• _Listed records_:
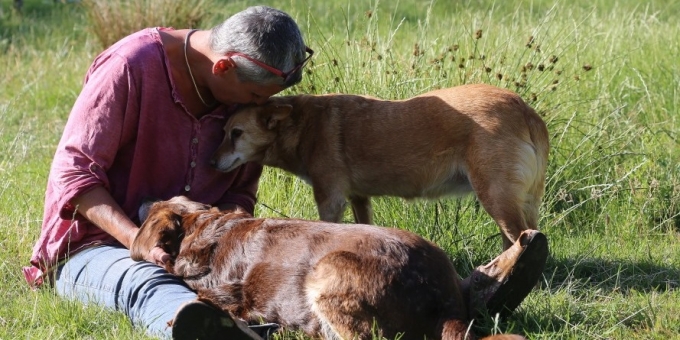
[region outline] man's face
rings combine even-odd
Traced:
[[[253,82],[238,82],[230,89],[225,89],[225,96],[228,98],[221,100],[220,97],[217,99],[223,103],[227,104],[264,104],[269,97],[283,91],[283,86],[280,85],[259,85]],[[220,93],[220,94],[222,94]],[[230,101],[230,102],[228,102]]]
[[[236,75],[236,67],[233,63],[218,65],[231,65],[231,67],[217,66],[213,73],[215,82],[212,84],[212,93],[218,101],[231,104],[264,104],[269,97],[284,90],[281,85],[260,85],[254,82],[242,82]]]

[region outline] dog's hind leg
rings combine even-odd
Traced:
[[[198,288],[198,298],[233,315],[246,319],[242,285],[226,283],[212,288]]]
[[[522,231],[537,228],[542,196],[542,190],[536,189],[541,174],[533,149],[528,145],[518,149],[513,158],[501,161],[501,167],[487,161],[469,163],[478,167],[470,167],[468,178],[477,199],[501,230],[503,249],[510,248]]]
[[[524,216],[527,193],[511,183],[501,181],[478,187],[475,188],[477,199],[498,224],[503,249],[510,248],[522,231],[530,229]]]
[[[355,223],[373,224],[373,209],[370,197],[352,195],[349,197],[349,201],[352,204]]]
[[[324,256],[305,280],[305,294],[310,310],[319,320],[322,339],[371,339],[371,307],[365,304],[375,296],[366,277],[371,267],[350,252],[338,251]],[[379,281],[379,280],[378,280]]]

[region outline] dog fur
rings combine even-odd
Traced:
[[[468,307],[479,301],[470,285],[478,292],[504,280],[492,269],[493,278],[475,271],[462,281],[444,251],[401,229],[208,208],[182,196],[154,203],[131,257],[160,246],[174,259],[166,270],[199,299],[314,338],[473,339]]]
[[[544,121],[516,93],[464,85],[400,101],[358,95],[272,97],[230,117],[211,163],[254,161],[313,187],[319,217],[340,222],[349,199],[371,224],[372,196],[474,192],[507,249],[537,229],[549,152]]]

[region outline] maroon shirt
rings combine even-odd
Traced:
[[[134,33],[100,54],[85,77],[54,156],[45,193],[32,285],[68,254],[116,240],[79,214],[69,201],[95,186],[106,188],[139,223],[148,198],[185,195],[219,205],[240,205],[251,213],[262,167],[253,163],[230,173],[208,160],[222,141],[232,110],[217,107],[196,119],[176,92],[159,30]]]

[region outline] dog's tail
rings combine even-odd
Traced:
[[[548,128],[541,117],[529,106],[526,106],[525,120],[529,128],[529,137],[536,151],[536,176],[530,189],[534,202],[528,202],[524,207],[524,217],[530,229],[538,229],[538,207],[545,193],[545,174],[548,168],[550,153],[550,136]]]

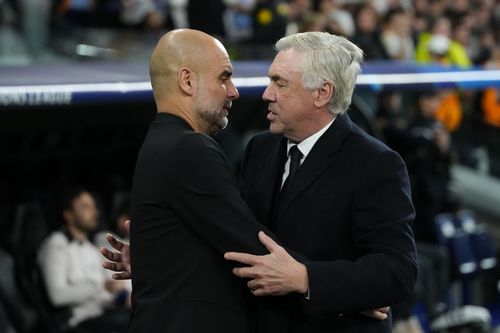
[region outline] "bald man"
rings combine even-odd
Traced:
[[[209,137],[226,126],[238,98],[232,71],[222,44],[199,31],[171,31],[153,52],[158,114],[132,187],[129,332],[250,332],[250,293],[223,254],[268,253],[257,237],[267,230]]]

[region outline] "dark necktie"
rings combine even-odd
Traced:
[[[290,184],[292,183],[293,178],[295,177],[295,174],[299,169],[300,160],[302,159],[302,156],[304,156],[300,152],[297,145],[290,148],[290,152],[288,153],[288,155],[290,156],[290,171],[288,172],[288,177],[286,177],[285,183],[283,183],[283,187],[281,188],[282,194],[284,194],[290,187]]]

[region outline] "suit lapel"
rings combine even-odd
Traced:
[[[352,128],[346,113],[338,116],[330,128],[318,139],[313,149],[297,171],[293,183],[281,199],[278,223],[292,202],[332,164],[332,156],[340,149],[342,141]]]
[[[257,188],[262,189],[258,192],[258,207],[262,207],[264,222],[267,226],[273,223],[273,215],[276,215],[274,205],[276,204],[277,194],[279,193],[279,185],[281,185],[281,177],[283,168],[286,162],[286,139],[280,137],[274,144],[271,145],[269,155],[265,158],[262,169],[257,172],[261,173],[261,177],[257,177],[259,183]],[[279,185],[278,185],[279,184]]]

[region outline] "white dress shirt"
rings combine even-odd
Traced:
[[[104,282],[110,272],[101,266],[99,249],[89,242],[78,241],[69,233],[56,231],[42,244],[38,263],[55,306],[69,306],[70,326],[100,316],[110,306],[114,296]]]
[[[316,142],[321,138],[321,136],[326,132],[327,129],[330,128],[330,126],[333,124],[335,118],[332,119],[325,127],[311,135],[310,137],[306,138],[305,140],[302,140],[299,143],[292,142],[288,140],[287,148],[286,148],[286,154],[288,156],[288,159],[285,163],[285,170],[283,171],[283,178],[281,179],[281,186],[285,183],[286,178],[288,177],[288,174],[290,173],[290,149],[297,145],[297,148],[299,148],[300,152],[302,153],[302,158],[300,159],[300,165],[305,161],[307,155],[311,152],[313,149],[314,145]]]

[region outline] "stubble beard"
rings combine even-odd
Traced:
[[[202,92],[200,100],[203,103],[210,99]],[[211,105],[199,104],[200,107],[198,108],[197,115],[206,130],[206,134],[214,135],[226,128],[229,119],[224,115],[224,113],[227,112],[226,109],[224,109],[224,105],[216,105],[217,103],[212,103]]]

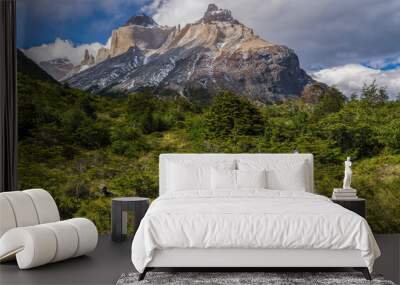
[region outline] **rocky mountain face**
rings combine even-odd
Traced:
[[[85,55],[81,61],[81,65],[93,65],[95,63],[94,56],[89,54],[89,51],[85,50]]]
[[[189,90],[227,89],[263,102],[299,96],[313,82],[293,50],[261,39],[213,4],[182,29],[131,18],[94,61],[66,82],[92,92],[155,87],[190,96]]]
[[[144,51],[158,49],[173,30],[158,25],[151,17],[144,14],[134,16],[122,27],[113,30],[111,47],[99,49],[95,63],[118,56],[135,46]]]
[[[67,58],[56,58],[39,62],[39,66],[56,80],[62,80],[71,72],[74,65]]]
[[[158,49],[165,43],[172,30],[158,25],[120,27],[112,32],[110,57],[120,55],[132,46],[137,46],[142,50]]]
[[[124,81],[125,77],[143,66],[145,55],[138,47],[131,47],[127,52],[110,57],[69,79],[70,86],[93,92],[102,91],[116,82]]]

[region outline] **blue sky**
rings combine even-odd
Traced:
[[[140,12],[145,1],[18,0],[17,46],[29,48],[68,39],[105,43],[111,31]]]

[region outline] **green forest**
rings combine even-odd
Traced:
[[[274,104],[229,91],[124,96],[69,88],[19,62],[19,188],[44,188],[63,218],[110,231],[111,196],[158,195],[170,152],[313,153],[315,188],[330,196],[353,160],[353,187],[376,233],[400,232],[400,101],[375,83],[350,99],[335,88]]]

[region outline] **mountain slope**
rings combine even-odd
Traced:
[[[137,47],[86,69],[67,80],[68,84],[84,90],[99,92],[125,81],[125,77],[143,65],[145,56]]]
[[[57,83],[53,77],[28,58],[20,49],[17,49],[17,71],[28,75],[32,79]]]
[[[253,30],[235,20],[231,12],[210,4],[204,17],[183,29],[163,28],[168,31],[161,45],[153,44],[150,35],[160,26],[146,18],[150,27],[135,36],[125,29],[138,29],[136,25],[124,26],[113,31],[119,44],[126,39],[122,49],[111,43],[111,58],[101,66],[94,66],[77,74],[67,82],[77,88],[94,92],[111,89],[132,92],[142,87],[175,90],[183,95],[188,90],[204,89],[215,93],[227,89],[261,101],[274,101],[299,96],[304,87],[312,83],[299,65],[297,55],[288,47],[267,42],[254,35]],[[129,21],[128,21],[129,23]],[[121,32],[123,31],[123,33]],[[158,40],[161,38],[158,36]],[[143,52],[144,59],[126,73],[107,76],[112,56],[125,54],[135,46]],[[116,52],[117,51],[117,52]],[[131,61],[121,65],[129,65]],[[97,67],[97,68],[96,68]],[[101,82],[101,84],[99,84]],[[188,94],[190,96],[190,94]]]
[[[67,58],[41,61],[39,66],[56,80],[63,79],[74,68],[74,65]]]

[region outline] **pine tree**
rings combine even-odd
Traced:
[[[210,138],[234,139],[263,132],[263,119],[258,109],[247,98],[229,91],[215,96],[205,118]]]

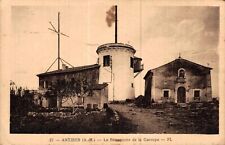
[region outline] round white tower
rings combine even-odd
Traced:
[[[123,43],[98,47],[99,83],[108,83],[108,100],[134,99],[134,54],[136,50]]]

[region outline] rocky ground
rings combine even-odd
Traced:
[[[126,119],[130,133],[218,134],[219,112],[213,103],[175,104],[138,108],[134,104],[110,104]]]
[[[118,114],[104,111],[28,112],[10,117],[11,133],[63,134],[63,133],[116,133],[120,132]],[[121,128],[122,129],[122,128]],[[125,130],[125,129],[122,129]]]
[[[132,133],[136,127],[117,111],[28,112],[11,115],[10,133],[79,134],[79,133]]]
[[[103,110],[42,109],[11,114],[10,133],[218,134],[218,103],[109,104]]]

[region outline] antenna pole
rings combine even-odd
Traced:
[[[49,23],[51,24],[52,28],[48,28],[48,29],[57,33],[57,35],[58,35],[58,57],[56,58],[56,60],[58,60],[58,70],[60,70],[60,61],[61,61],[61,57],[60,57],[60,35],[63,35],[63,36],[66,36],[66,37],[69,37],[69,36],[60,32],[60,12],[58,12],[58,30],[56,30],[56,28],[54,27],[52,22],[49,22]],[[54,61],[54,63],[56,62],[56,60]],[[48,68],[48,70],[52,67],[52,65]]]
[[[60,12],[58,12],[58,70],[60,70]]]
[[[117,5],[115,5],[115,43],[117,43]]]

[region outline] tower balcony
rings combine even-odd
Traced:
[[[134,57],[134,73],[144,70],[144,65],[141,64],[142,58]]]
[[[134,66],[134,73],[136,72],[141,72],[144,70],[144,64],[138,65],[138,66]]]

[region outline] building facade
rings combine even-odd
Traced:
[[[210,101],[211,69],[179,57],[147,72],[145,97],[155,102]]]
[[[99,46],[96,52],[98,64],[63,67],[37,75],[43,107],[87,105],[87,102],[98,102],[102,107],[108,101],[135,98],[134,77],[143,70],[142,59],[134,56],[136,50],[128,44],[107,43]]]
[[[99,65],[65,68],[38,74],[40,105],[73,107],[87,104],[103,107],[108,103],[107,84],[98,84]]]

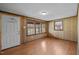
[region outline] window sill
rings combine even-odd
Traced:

• _Work request_:
Read the entries above and find each line holding the word "face". Copy it out.

• _Task result_:
[region outline] man's face
[region outline] **rocky mountain face**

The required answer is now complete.